## PROBLEM REQUIREMENTS
Copy out all of the material exactly.

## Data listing
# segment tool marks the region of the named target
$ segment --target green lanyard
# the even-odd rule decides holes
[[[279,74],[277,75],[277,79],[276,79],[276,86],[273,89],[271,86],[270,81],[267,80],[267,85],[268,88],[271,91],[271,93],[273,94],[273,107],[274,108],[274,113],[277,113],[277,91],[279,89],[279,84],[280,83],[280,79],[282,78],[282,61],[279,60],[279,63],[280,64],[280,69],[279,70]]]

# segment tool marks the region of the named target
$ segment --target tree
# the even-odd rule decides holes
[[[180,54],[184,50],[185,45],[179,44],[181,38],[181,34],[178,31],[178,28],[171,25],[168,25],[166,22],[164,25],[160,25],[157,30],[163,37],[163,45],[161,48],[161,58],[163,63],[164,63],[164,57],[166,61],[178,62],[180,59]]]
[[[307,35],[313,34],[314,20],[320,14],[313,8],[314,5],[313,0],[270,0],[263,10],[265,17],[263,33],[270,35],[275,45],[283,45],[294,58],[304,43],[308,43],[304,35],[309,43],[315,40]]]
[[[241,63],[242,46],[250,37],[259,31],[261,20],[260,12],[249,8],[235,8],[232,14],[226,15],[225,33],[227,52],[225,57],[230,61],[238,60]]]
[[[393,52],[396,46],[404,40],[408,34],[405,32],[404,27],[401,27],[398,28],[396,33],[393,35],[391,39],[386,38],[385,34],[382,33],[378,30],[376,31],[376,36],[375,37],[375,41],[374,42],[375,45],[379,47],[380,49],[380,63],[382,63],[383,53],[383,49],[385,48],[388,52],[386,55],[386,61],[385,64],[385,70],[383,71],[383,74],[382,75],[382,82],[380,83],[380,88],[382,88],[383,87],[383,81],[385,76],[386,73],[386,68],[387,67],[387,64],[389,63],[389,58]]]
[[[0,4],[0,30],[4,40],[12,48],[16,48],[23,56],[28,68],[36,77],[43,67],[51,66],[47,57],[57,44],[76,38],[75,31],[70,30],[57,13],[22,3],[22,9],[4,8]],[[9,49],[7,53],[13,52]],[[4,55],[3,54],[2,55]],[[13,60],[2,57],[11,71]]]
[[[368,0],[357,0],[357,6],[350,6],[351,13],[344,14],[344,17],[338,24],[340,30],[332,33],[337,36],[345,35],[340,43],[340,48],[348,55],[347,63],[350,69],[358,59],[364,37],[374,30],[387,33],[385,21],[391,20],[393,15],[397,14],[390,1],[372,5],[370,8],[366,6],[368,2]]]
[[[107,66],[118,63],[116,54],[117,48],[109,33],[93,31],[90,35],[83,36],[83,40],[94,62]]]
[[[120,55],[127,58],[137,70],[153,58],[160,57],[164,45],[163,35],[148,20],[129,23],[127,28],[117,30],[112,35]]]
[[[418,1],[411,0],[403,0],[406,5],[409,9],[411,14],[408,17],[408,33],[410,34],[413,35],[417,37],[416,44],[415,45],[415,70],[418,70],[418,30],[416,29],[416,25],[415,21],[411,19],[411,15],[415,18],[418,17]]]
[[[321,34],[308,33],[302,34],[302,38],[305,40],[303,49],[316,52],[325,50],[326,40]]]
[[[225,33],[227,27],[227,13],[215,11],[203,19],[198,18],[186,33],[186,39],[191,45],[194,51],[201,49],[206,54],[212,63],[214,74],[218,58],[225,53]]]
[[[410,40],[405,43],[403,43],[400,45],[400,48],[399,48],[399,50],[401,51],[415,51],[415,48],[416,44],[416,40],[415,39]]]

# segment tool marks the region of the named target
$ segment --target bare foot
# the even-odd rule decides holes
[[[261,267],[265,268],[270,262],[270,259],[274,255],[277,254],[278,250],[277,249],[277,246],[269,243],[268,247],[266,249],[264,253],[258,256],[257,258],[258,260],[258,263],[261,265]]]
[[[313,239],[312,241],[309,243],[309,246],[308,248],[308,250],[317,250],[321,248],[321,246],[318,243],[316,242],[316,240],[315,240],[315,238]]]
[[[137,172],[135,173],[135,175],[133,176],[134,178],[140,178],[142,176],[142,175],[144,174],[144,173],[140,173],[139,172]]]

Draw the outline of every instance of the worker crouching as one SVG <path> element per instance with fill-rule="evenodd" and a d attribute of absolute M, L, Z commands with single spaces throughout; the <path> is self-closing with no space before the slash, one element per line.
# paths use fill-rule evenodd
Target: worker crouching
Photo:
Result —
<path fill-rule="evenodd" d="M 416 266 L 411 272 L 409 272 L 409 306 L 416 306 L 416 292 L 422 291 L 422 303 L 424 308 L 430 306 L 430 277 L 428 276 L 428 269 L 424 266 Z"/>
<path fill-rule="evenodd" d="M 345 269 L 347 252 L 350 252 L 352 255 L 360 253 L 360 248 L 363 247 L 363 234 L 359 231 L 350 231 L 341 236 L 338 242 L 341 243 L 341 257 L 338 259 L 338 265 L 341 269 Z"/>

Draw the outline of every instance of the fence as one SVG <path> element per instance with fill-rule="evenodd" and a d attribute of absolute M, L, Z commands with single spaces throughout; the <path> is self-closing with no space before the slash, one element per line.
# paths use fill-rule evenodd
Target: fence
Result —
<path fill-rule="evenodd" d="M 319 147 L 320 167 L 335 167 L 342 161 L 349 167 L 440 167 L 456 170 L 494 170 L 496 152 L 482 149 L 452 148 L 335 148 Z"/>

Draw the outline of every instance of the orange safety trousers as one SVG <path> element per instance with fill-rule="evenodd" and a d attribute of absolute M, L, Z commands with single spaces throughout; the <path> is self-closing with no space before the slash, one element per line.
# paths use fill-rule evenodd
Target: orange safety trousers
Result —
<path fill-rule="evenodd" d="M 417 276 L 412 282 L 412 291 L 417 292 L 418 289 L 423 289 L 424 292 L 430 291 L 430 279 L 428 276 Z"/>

## EXPECTED ANSWER
# segment tool marks the region of the named target
$ segment --target green lanyard
# the even-odd rule decides holes
[[[279,74],[277,75],[277,79],[276,79],[276,86],[273,89],[271,86],[270,81],[267,80],[267,85],[268,88],[271,91],[271,93],[273,94],[273,107],[274,108],[274,113],[277,113],[277,91],[279,89],[279,84],[280,83],[280,79],[282,78],[282,61],[279,60],[279,63],[280,64],[280,69],[279,70]]]

# segment tool marks the region of the named target
$ segment --target tree
# the even-odd rule decides holes
[[[180,54],[184,50],[185,45],[179,44],[181,38],[181,34],[178,31],[178,28],[171,25],[168,25],[166,22],[164,25],[160,25],[157,30],[163,37],[163,45],[161,48],[161,58],[163,63],[164,63],[164,57],[166,61],[178,62],[180,59]]]
[[[307,35],[313,34],[314,20],[320,14],[313,8],[314,5],[313,0],[270,0],[263,10],[265,17],[263,33],[270,35],[275,45],[283,45],[294,58],[304,43],[308,43],[304,35],[309,43],[315,40]]]
[[[241,63],[242,46],[250,37],[259,31],[261,20],[260,12],[249,8],[235,8],[232,14],[226,15],[225,33],[227,52],[225,57],[230,61],[238,60]]]
[[[393,52],[396,46],[404,40],[408,34],[405,32],[404,27],[401,27],[398,28],[396,33],[393,35],[391,39],[386,38],[385,34],[382,33],[378,30],[376,31],[376,36],[375,37],[375,41],[374,42],[375,45],[379,47],[380,49],[380,63],[382,63],[383,53],[383,49],[385,48],[388,52],[386,55],[386,61],[385,64],[385,70],[383,71],[383,74],[382,75],[382,82],[380,83],[380,88],[382,88],[383,87],[383,81],[385,76],[386,73],[386,68],[387,67],[387,64],[389,63],[389,58]]]
[[[0,4],[0,30],[4,40],[12,48],[16,48],[23,56],[28,68],[36,77],[43,67],[51,66],[47,57],[57,44],[76,38],[75,31],[70,30],[57,13],[22,3],[22,9],[4,8]],[[9,49],[7,53],[13,52]],[[4,55],[3,54],[2,55]],[[13,60],[2,57],[11,71]]]
[[[368,0],[357,0],[357,6],[350,6],[351,13],[344,14],[344,17],[338,24],[340,30],[332,33],[337,36],[345,35],[340,43],[340,48],[348,55],[347,63],[350,69],[358,59],[364,37],[374,30],[387,33],[385,21],[391,20],[393,15],[397,14],[390,1],[372,5],[370,8],[366,6],[368,2]]]
[[[107,66],[118,63],[116,54],[117,48],[109,33],[93,31],[90,35],[83,36],[83,40],[94,62]]]
[[[120,55],[127,58],[137,70],[153,58],[160,57],[164,45],[163,35],[148,20],[129,23],[127,28],[117,30],[112,35]]]
[[[418,1],[411,0],[403,0],[406,5],[409,9],[411,14],[408,17],[408,33],[410,34],[413,35],[417,37],[416,44],[415,45],[415,70],[418,70],[418,30],[416,29],[416,25],[415,21],[411,19],[411,15],[415,18],[418,17]]]
[[[321,34],[308,33],[302,34],[302,38],[305,40],[303,49],[316,52],[325,50],[326,40]]]
[[[225,33],[227,27],[227,13],[215,11],[203,19],[198,18],[186,33],[186,39],[191,45],[194,51],[201,49],[206,54],[212,63],[214,74],[218,58],[225,53]]]
[[[410,40],[405,43],[403,43],[400,45],[400,48],[399,48],[399,50],[401,51],[415,51],[415,48],[416,44],[416,40],[415,39]]]

# segment tool marks the region of the named target
$ segment --target bare foot
# the even-odd rule decides holes
[[[261,267],[265,268],[270,262],[270,259],[274,255],[277,254],[278,250],[277,249],[277,246],[269,243],[268,247],[266,249],[264,253],[258,256],[257,258],[258,260],[258,263],[261,265]]]
[[[313,239],[312,241],[309,243],[309,246],[308,248],[308,250],[317,250],[321,248],[321,246],[318,243],[316,242],[316,240],[315,240],[315,238]]]
[[[137,172],[135,173],[135,175],[133,176],[134,178],[140,178],[142,176],[142,175],[144,174],[144,173],[140,173],[139,172]]]

Draw the outline of every instance of the worker crouching as one SVG <path> element per instance with fill-rule="evenodd" and a d attribute of absolute M, L, Z commands with single spaces throughout; the <path> is self-closing with no space before the slash, one element per line.
# paths use fill-rule evenodd
Target: worker crouching
Photo:
Result —
<path fill-rule="evenodd" d="M 416 266 L 411 272 L 409 272 L 409 306 L 416 306 L 416 292 L 422 291 L 422 303 L 424 308 L 430 306 L 430 277 L 428 276 L 428 269 L 424 266 Z"/>
<path fill-rule="evenodd" d="M 345 269 L 347 252 L 350 252 L 352 255 L 360 253 L 360 248 L 363 247 L 363 234 L 359 231 L 350 231 L 341 236 L 338 242 L 341 243 L 341 257 L 338 259 L 338 265 L 341 269 Z"/>

Draw the outline of every instance of the fence as one SVG <path> element per instance with fill-rule="evenodd" and a d attribute of absolute M, L, Z commands with single spaces throughout; the <path> is self-closing with no space before the slash, one element per line.
# paths use fill-rule evenodd
Target: fence
Result —
<path fill-rule="evenodd" d="M 319 147 L 320 167 L 335 167 L 342 161 L 349 167 L 440 167 L 456 170 L 494 170 L 496 152 L 482 149 L 452 148 L 335 148 Z"/>

Draw the outline of every instance of the orange safety trousers as one SVG <path> element per instance with fill-rule="evenodd" and a d attribute of absolute M, L, Z commands with single spaces throughout; the <path> is self-closing with no space before the slash, one element per line.
# paths use fill-rule evenodd
Target: orange safety trousers
Result —
<path fill-rule="evenodd" d="M 417 276 L 412 282 L 412 291 L 417 292 L 418 289 L 423 289 L 424 292 L 430 291 L 430 279 L 428 276 Z"/>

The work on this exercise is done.